> _Written request_
Restate the material word for word and leave out anything that is a picture.

**********

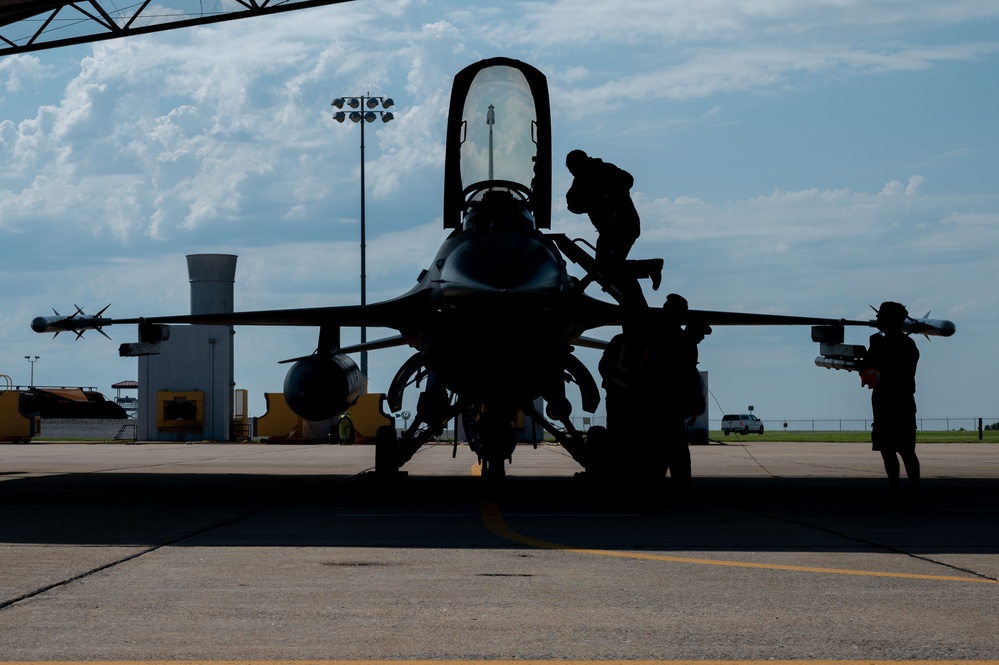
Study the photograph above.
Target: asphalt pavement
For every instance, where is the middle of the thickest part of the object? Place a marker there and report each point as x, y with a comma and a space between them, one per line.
249, 552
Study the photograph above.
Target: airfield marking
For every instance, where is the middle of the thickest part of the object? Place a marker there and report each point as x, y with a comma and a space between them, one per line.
493, 520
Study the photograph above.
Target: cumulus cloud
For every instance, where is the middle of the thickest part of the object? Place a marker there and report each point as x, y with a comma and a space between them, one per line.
116, 162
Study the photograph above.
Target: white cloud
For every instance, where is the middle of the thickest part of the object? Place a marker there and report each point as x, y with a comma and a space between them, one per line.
114, 166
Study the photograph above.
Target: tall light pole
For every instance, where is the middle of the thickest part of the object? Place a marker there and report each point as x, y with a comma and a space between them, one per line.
32, 361
362, 116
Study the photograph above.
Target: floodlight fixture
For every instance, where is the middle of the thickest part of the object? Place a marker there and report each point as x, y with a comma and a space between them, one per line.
356, 117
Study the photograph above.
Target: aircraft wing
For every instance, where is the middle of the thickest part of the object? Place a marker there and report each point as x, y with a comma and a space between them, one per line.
716, 318
404, 314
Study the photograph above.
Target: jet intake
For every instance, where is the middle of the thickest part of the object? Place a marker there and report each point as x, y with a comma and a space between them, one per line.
320, 387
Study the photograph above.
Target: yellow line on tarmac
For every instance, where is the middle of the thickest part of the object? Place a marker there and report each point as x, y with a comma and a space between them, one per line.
495, 524
506, 662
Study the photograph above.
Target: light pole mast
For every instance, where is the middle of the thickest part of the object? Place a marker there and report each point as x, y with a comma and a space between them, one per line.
32, 361
363, 116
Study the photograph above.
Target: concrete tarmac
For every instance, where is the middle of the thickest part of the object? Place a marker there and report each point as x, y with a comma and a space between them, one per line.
282, 552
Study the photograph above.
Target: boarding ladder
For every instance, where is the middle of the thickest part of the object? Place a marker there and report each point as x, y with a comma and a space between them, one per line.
573, 251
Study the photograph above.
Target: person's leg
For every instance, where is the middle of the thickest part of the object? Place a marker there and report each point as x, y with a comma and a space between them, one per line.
892, 469
911, 471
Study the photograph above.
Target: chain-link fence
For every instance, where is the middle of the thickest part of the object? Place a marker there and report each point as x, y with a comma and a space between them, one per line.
832, 424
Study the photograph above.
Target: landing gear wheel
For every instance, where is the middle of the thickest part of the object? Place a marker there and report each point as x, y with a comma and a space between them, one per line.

**********

> _Result below_
Study the photograph above.
Target: asphalt pavement
For every instance, where is the middle of the thickest part of the object? Place a marker there and report each point as x, y with a comma and a space between them, one per line.
249, 552
Study the photograph above.
Target: airfield marking
For every instance, where is the middle of the thickest part of the object? Place a marker there and report each point as x, y with a comma and a space between them, one per line.
493, 520
Study the photograph above.
Target: cumulus cloud
For every instance, where is the middle of the thickest part of the object? Place a marker there and report each point as x, y with a comma and a space between them, one per line.
116, 162
Study the photograph above.
Target: white cloud
For every instance, where is the middle of the thickest part of the object? Place a marker there and report each point as x, y with a comma and a space between them, one per line.
114, 166
Study the photograph above.
Target: tall light pole
For every instance, where is the middle of the thickest part of the object? Place a marker there and report each point as x, y with a comma and a space between them, one per line.
32, 361
362, 116
Study the photograph above.
Target: floodlight fixture
For every instance, where is the middle of the thickest part of the object? Place a marker there and report each point as x, y with a comma and a space between them, one per line.
356, 117
Study the photograph above.
Target: aircraft wing
For every instance, where is the middle of the thickest part of the object? Place a marker there and report each point as x, y with a comma and a space between them, one per line.
716, 318
404, 314
Study the photograph above.
Target: jet intake
For every instance, where is the middle of the thickest part of the object? Place a marker there and report each point as x, y with a comma and a space between them, one per line.
320, 387
Study the photograph above.
Target: yellow line on tarmac
For every instance, where is the middle of the thickest part of the object? Place a marker there and report each point as x, y with a comma and a space between them, one per line.
495, 524
506, 662
Study the photograph above.
Target: light pole mast
For every instance, where is the middle of the thickest part of the object? Place a marker there and report each point as x, y with a comma and a space between them, one per line.
32, 361
363, 116
Study the photograph above.
Target: concrete tarmac
For every instance, where is the middle of the thickest part of the object? Place a marker there and report each point as x, y with a comma and a space between them, one per line.
282, 552
Study the photograph above.
Target: boarding ladder
For every instance, where is the middle of the thickest part of the object? Place a marker there and report each point as x, y with a comma and a space between them, one per line.
573, 251
Study the photograph above.
Target: person's leg
For every instance, where is the middle of the thickest part of the object? Place a marker there and report each point as x, y with a comma and a space between them, one per line.
892, 469
911, 471
Study the photograph above.
Target: chain-link fence
For every instance, where is the middle of the thickest part of the object? Place a marker there and report each point as x, y with a comma and a space between them, one per line.
832, 424
Study the photograph above.
Target: landing gear wheel
For every instance, where is the middle of the thickest part of the object? Place a marker there and report each point as x, y with a comma and a space between them, one per line.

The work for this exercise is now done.